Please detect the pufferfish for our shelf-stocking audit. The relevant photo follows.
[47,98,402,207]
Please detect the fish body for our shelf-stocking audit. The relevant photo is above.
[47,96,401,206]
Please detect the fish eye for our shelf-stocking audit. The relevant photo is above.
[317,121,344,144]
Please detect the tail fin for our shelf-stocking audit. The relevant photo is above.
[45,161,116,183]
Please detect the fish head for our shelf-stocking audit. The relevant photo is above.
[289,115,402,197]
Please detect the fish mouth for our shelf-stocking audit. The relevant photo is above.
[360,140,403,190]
==
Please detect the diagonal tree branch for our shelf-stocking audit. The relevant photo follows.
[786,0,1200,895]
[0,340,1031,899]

WHAT TO WORK ON
Convert the stretch from the line containing "Please detect the fish body" through the line containing "[360,140,403,190]" into a Markdown table with the columns Row and Text. Put each line's number in Row and the line itself in Text, and leave out blank lines.

ANSWER TO THE EXERCISE
| Row | Text |
|---|---|
| 1 | Please detect the fish body for our shelf-stocking audit. The relevant photo is above. |
| 2 | [47,96,401,206] |
| 3 | Please detect the fish eye for our shelf-stocking audit. The relevant photo is above. |
| 4 | [317,121,344,144] |
| 5 | Please detect the tail fin for our shelf-stocking audit. The relevant photo is above. |
| 6 | [45,161,116,183] |
| 7 | Please detect the fish head for our shelf-stocking audit. The relevant photo is above. |
| 8 | [289,115,402,197] |
| 9 | Please detect the fish mouth for our shelf-stocking audit. The relevant photo is above. |
| 10 | [360,140,403,190] |